Written tasks -
1. List every calendar date given in the note terms text, with the term it belongs to.
2. In both entries below the note terms, change "Tag" to "Place" and keep everything else the same, leaving the pictures out of your answer.

Given text -
--------------------------------------------------

Stock Weight: With respect to each Reference Stock, the weight of that Reference Stock in the Basket as of the Base Date, as specified under “Key Terms Relating to the Reference Stocks” in this pricing supplement. The effective weight of each Reference Stock in the Basket over the term of the notes will fluctuate.

Maximum Return: At least 13.00% (corresponding to a maximum payment at maturity of at least $1,130.00 per $1,000 principal amount note) (to be provided in the pricing supplement)

Buffer Amount: 10.00%

Base Date: April 7, 2021

Pricing Date: On or about May 7, 2021

Original Issue Date (Settlement Date): On or about May 12, 2021

Observation Date *: May 8, 2023

Maturity Date*: May 11, 2023

* Subject to postponement in the event of a market disruption event and as described under “General Terms of Notes — Postponement of a Determination Date — Notes Linked to Multiple Underlyings” and “General Terms of Notes — Postponement of a Payment Date” in the accompanying product supplement

Payment at Maturity:

If the Final Basket Value is greater than the Initial Basket Value, your payment at maturity per $1,000 principal amount note will be calculated as follows:

$1,000 + ($1,000 × Basket Return), subject to the Maximum Return

If the Final Basket Value is equal to the Initial Basket Value or is less than the Initial Basket Value by up to the Buffer Amount, you will receive the principal amount of your notes at maturity.

--------------------------------------------------

Provided records -
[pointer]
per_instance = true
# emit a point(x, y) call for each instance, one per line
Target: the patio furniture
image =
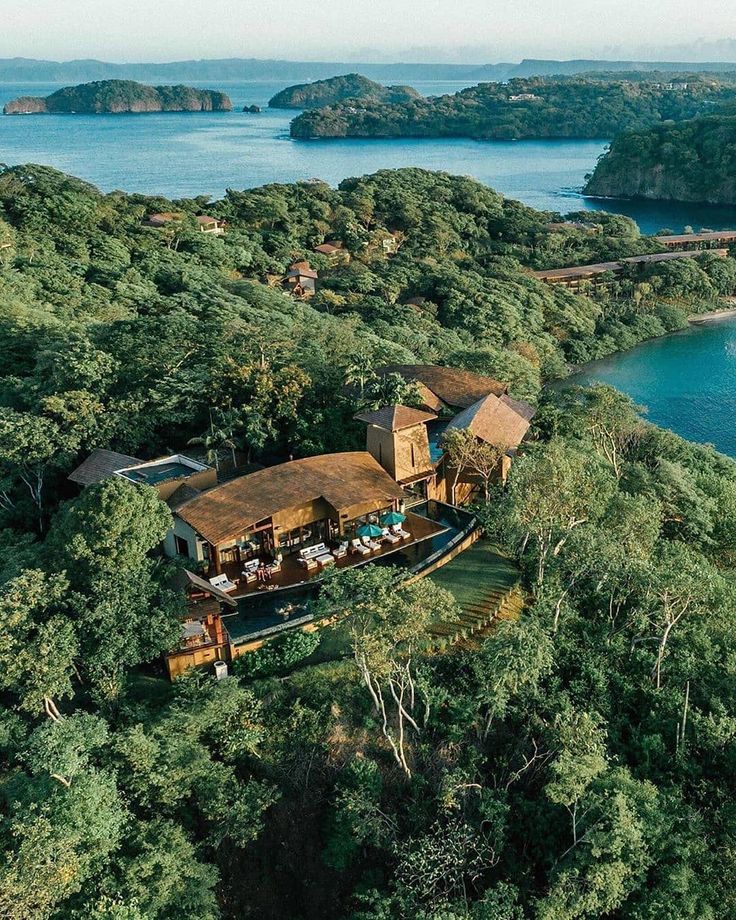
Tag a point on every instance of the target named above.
point(311, 552)
point(223, 583)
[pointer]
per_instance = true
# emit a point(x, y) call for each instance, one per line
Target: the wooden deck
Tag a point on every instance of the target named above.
point(293, 574)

--------------------------------------------------

Results by task -
1.
Base Date: April 7, 2021
Pricing Date: May 7, 2021
Original Issue Date (Settlement Date): May 12, 2021
Observation Date: May 8, 2023
Maturity Date: May 11, 2023

2.
[pointer]
per_instance = true
# emit a point(x, y) call for each instance, one per line
Target: the patio furniture
image =
Place a point on every instance of the target named above.
point(311, 552)
point(223, 583)
[pointer]
per_instance = true
# emit a point(x, y) call for each instance, one per line
Target: the wooden deck
Place a point on every instance of the target named above.
point(293, 574)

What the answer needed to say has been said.